───── Records to process

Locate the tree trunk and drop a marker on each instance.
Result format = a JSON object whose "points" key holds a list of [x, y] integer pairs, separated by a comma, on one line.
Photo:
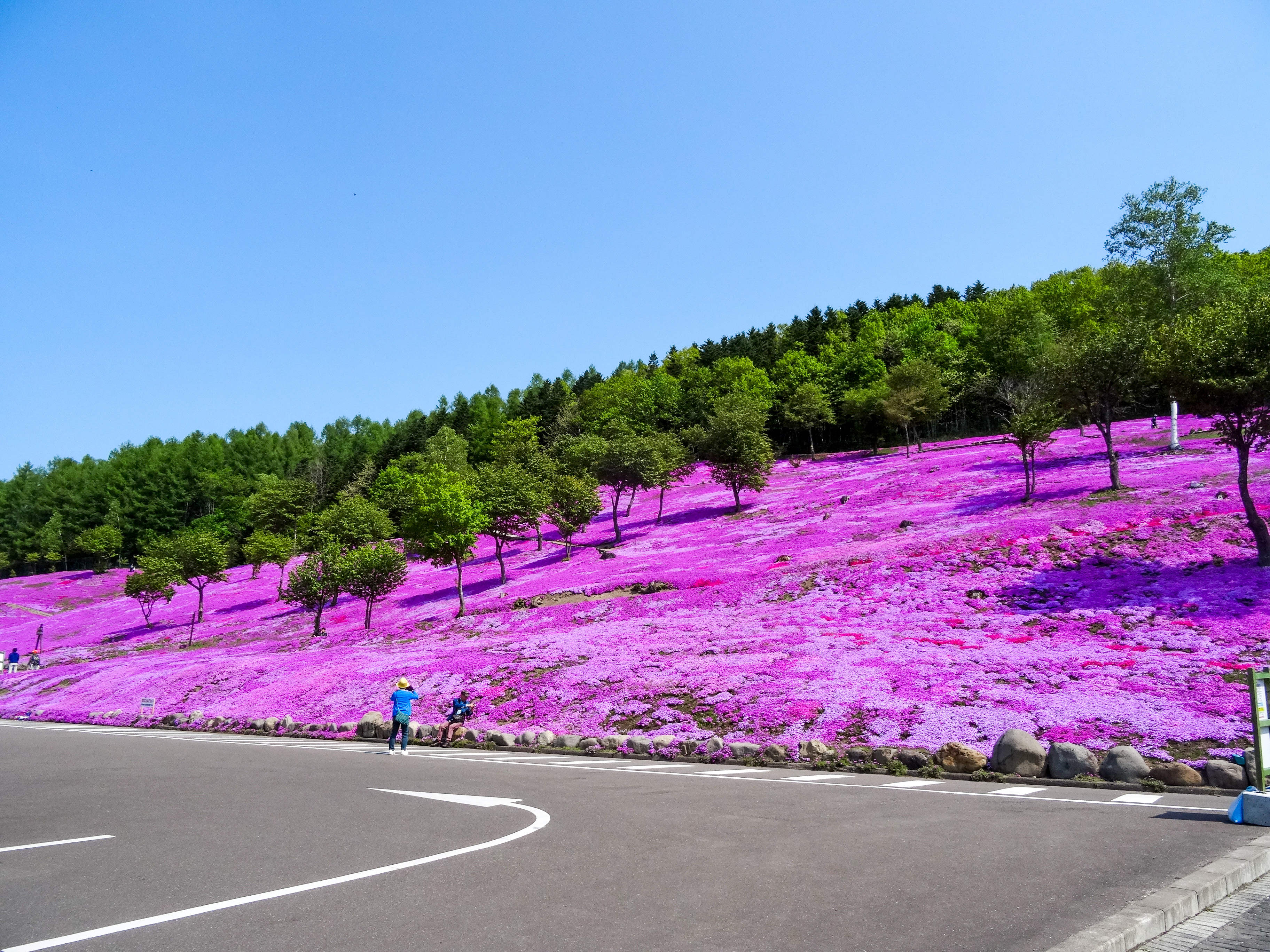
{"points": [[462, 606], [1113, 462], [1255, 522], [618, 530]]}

──────────
───── Records to process

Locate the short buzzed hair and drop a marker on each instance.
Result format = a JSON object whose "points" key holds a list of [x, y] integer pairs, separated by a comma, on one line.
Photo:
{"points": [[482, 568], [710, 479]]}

──────────
───── Records to process

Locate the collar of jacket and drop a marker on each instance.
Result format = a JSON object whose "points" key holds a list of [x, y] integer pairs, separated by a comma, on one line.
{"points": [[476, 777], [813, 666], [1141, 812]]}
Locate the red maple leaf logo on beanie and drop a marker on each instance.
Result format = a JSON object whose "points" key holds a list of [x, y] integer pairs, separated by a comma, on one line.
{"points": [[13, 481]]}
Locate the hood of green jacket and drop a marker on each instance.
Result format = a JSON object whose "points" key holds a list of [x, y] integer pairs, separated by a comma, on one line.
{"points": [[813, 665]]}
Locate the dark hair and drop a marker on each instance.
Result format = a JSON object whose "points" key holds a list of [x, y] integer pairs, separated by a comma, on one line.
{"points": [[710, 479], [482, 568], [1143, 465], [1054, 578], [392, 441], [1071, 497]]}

──────────

Task statement:
Looking at the material above, state the number of lines holding the word "jacket", and only that number.

Answer section:
2